**Given passage**

================

Indeed, considering economic growth as an important part in development is unavoidable. However, as the scale of development grows bigger and the objective of growth acquires more emphasis, its negative impacts and deficiencies are more likely to reveal themselves. In this regard, it has been argued to relate development with the capability of the development beneficiary and its emphasis is particularly placed upon the individual context of the quality of life. The capability approach, as set out by Amartya Sen and Martha Nussbaum, provides an alternative to crude measures of development through indicators of growth that fail to account for how such wealth may be distributed, and also fail to adequately establish the quality of life of those for whom development initiatives are most crucial. According to this approach, development is a process of expanding the capabilities for people to be able to do what they actually do with the goods.9
Amartya Sen and Martha Nussbaum are amongst many scholars who have contributed to the normative clarification of the concept of development. For Sen and Nussbaum, the concept of development is inherently value-laden and therefore it yields criteria for what counts as good social change, and most fundamentally the achievement of a better life for human beings.10 According to both, economic growth is but a means—and sometimes not a very good means—towards development that concerns human ‘well-being’, ‘quality of life”, and ‘standard of living’. Subsequently, development should be defined in relation to what humans can do and should be. Sen and Nussbaum in this respect employ the terms capability, to cover these doings and beings. They define development as the enhancement of certain human functionings and the expansion of human capabilities to so function.

================

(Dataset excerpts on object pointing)
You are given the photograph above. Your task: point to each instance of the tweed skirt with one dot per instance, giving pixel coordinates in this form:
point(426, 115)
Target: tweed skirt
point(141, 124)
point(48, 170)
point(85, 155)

================

**Required work**
• a. List the three things in quotation marks that, according to the passage on the capability approach, development is concerned with.
• b. In the passage on the capability approach, what term do Sen and Nussbaum use to cover human doings and beings?

**Solutions to each task**
• a. well-being, quality of life, standard of living

• b. Capability